AIM OF THE TASK =>
Wherever a line of the data contains "glowing", copy that line.

ENTRIES SUPPLIED =>
■ ■ ■
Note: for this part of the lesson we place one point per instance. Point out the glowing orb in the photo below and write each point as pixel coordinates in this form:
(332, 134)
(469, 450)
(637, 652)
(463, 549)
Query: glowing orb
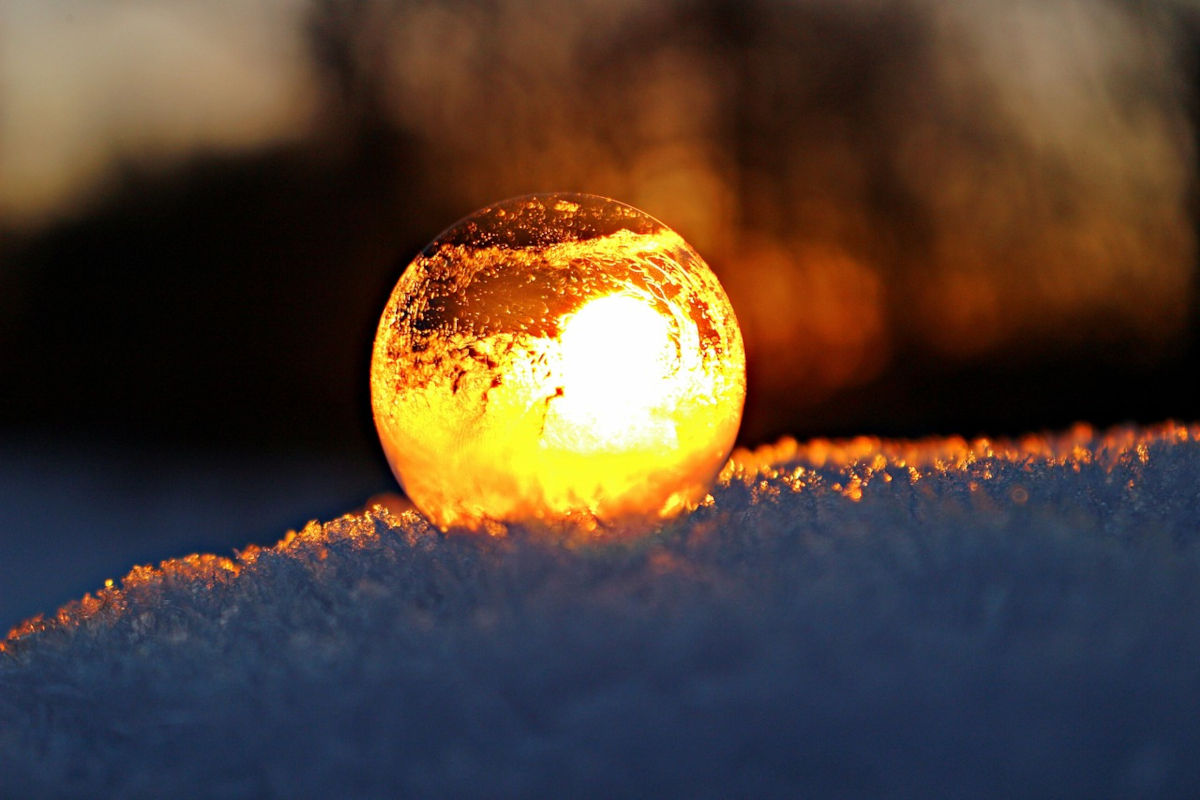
■ ■ ■
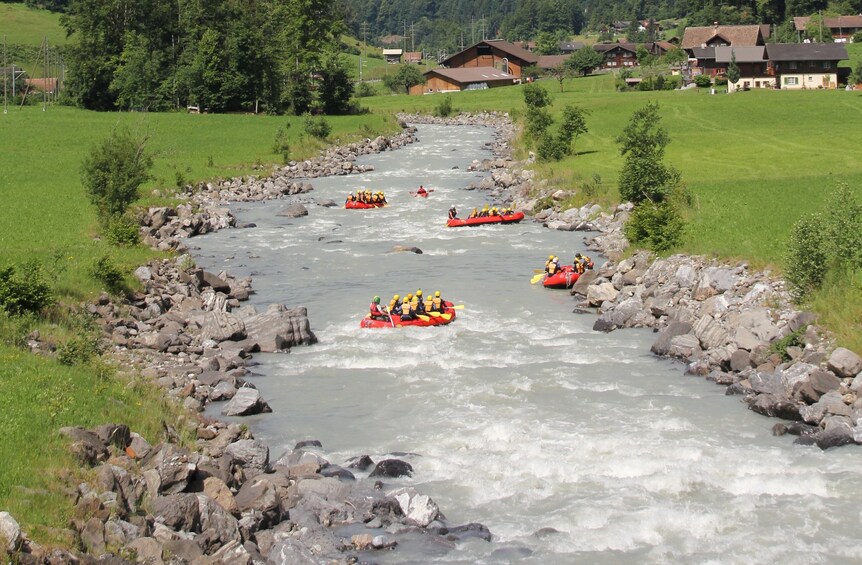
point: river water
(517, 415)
■ ■ ■
SOLUTION =>
Note: for this part of the lesson we place one point per instance. Point out the glowing orb in the photo below and write each point as pixel coordinates in this form:
Query: glowing orb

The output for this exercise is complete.